** Text follows **

We signed Robin up for soccer because she’ll be attending school in our farm town this fall and we don’t know many kids around here yet. I wanted her to have some familiar faces in her kindergarten class. Plus, sports are a huge deal here, for better or worse: I think about 1/5 of the town’s population is signed up for summer rec teams. Seriously.

Maybe I’m nuts but I think it will be fun. I can think of some silly games we can do, and it’s only for 5 weeks. Just one more hat I’ll be wearing, I guess!

We’re still waiting for my niece/nephew to come into the world, still waiting for spring, too. But life is good in Iowa! How about you?

Anticipation

I love this time of year. I can’t wait for the snow from our 3rd storm in as many weeks to melt away and we can start smelling fresh rain and opening the car windows. I always want to listen to Guided by Voices at this time of year; and “The Rain Song” by Led Zeppelin. I fell in love with our house in late spring. We had just started looking in March and I hated all the options in the bedroom community we were in at the time. I found a listing for a place in farm town and one day after teaching, I drove to it before I picked up the girls. I remember pulling up and getting goosebumps, thinking to myself, “So this is what it feels like to drive up to the house that will become your home.” We bought it. I’m going to plant flowers this year, for sure.

** End of Text **
** Stored data follows **

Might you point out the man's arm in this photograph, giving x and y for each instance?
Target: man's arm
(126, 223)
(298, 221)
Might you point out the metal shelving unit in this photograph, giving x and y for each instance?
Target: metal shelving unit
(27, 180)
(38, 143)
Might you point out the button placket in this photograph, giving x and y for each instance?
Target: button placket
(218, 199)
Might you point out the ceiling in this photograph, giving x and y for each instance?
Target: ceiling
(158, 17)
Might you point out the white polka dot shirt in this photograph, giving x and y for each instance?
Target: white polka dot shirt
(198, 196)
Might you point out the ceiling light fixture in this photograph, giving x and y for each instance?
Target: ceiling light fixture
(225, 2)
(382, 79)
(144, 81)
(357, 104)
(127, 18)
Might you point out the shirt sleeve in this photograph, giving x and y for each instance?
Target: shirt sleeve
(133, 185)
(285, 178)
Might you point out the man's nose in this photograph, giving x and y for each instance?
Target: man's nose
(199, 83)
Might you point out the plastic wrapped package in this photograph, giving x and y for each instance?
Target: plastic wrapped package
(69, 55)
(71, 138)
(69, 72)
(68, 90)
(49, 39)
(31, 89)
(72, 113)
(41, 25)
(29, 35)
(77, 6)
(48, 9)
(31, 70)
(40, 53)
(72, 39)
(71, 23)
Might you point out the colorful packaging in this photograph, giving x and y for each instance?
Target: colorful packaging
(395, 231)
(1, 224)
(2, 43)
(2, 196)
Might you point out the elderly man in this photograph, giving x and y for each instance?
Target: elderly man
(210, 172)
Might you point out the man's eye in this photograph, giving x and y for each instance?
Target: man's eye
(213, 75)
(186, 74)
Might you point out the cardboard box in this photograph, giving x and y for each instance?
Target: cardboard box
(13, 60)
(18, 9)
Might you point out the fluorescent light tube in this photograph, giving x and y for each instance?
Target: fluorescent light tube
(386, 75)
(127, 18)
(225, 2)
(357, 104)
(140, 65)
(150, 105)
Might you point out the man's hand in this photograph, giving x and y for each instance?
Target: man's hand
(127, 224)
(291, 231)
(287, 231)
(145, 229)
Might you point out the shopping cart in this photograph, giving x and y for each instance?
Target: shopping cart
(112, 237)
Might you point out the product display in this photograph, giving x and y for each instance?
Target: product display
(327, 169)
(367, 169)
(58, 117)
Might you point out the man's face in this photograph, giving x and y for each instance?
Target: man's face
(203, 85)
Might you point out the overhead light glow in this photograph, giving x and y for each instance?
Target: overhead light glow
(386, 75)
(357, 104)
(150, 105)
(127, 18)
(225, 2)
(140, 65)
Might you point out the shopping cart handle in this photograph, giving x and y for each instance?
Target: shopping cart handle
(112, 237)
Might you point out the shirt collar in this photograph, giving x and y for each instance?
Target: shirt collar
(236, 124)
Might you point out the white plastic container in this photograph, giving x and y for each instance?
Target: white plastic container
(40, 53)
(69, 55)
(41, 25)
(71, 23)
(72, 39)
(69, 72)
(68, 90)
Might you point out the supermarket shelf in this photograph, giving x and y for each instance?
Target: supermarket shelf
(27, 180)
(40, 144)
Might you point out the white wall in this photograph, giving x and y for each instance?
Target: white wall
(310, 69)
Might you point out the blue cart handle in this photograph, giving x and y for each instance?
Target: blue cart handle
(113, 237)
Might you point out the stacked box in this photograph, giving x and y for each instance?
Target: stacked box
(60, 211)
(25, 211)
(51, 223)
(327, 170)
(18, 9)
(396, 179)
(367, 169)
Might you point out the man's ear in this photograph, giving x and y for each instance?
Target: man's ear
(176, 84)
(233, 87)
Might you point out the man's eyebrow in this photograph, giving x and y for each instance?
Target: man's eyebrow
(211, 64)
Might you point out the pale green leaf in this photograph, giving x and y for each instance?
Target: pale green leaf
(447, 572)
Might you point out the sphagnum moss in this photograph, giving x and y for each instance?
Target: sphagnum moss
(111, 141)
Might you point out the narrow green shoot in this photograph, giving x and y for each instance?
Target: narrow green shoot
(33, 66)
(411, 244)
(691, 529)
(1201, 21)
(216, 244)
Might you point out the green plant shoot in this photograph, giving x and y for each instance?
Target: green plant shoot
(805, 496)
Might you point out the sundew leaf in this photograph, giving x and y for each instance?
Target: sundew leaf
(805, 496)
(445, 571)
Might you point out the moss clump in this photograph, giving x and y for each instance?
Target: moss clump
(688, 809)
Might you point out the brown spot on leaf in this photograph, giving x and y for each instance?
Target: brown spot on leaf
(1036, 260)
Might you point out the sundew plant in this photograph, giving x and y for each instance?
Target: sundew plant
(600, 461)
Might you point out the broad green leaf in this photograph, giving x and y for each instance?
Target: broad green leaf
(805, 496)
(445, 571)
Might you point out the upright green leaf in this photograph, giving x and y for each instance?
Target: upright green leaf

** End of Stored data **

Work instruction:
Print the entire blog post word for word. The listing was taken from a different source than the blog post.

Answer to this task:
We signed Robin up for soccer because she’ll be attending school in our farm town this fall and we don’t know many kids around here yet. I wanted her to have some familiar faces in her kindergarten class. Plus, sports are a huge deal here, for better or worse: I think about 1/5 of the town’s population is signed up for summer rec teams. Seriously.

Maybe I’m nuts but I think it will be fun. I can think of some silly games we can do, and it’s only for 5 weeks. Just one more hat I’ll be wearing, I guess!

We’re still waiting for my niece/nephew to come into the world, still waiting for spring, too. But life is good in Iowa! How about you?

Anticipation

I love this time of year. I can’t wait for the snow from our 3rd storm in as many weeks to melt away and we can start smelling fresh rain and opening the car windows. I always want to listen to Guided by Voices at this time of year; and “The Rain Song” by Led Zeppelin. I fell in love with our house in late spring. We had just started looking in March and I hated all the options in the bedroom community we were in at the time. I found a listing for a place in farm town and one day after teaching, I drove to it before I picked up the girls. I remember pulling up and getting goosebumps, thinking to myself, “So this is what it feels like to drive up to the house that will become your home.” We bought it. I’m going to plant flowers this year, for sure.